GIVEN PASSAGE =>
==========
A circular containing further details of the proposed joint venture with PTV and a notice convening an extraordinary general meeting of the Company to be held at 2.00 pm on 12 November 2001 will be dispatched to shareholders shortly.

Enquiries

Brunswick Group Limited (PR adviser to Newcastle United) 020 7404 5959

Jonathan Glass

Simon Sporborg

Premium TV Limited 020 8484 0800

Will Robson

The Directors of Newcastle United PLC accept responsibility for the information contained in this announcement. To the best of the knowledge and belief of the Directors of Newcastle United PLC (who have taken all reasonable care to ensure that such is the case) the information contained in this announcement is in accordance with the facts and does not omit anything likely to affect the import of such information.

END

'AGRDKCKKABDDNKD.

Source: REGULATORY NEWS SERVICE 19/10/2001



-- Anonymous, October 20, 2001

Answers

Too much to take in !!!!

I think though we've managed to squeeze out of the £25m repayment hanging over our heads. The rest of the monies seem small but that bit is enormous and was always a concern.

The amount being paid for the sponsorship seems small but when taken with the £21m makes it more reasonable.

I'm not sure what's in it for Premium/ntl

-- Anonymous, October 20, 2001


As Macbeth suggests, a lot to take in - especially given my natural suspicions regarding our major shareholders.

I don't think the Convertible Loan was ever that much of a real concern for NUFC - except to say that dougal believes it would become repayable if we were relegated - which could create an even bigger disaster than the act of relegation itself.

However, the conversion arrangements in the current Agreement raise potentially major problems for NTL. The price for the conversion (£1.55 per share) is highly punitive to NTL, and would substantially diminish the current value of their loan - and it would be pointless for them to retain a small equity stake in NUFC plc.

The creation of a new subordinated class of shares seems to "park" this issue without really solving it, although presumably under the new Agreement the conversion will be carried out at the "current market price". This avoids NTL suffering the immediate reduction in the "book value" of their loan that is embodied in the current Agreement, and also avoids the NUFC shareholders suffering dilution from the conversion. In that respect it appears to represent a neat solution to the problems created by the current Agreement for both parties.
==========
SOURCE MATERIAL =>
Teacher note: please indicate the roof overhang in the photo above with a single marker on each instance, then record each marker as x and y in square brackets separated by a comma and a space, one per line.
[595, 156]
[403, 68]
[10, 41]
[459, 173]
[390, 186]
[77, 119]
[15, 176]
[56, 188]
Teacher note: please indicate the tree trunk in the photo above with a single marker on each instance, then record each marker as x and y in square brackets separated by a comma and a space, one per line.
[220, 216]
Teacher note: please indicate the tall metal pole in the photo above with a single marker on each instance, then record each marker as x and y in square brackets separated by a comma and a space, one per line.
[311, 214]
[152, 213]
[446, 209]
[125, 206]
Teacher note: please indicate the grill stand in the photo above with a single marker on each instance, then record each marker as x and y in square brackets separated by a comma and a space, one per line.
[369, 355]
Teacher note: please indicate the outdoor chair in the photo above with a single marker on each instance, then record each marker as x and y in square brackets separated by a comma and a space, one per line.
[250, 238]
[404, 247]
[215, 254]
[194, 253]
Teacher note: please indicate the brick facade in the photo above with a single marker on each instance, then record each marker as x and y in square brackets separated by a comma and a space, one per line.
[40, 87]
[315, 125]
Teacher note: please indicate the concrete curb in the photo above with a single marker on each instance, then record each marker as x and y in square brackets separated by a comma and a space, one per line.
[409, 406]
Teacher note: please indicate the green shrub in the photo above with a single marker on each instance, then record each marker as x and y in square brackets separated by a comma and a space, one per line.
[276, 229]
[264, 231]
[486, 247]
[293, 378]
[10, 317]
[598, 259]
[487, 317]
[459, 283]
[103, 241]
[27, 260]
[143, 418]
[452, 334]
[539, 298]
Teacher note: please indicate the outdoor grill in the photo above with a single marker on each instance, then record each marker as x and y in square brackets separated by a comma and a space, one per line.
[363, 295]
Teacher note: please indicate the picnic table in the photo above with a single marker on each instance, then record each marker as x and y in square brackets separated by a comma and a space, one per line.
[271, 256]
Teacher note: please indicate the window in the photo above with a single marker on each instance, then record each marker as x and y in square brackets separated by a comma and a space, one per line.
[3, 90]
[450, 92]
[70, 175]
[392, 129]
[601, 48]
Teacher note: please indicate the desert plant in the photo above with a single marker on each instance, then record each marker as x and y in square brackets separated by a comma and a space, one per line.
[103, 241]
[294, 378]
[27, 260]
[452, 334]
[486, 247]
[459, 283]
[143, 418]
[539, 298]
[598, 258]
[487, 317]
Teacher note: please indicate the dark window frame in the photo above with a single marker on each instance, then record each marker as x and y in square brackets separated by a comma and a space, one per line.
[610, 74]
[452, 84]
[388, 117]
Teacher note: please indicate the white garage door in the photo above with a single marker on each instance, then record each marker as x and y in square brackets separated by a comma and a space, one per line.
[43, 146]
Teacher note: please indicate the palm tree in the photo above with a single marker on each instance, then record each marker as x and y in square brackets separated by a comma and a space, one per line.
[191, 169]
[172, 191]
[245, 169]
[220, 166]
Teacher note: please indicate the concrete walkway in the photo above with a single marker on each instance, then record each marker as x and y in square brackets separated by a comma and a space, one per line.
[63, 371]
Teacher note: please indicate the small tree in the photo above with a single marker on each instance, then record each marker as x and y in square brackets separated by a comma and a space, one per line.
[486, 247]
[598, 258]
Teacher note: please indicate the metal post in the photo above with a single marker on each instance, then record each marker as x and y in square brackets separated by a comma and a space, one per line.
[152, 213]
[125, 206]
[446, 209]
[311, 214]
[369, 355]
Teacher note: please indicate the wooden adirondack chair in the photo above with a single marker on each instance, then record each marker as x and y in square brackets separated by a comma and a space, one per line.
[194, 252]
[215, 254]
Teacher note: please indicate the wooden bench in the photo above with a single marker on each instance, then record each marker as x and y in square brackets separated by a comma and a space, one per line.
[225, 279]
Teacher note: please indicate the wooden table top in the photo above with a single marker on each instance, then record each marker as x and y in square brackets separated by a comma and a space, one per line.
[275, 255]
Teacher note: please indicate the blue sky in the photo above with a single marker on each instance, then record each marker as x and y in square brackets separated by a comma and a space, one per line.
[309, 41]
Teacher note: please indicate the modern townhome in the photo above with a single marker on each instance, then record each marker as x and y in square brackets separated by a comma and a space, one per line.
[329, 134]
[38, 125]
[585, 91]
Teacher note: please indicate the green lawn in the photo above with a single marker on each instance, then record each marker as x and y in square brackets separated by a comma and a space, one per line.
==========
EXERCISE =>
In one to three sentences, explain why the second reply in the forum thread above calls the new subordinated class of shares a neat solution for both parties.

WORKED SOLUTION =>
The reply presumes the conversion will happen at the "current market price". On that basis, NTL avoids the immediate drop in the "book value" of its loan that the current Agreement builds in, and NUFC shareholders avoid being diluted by the conversion.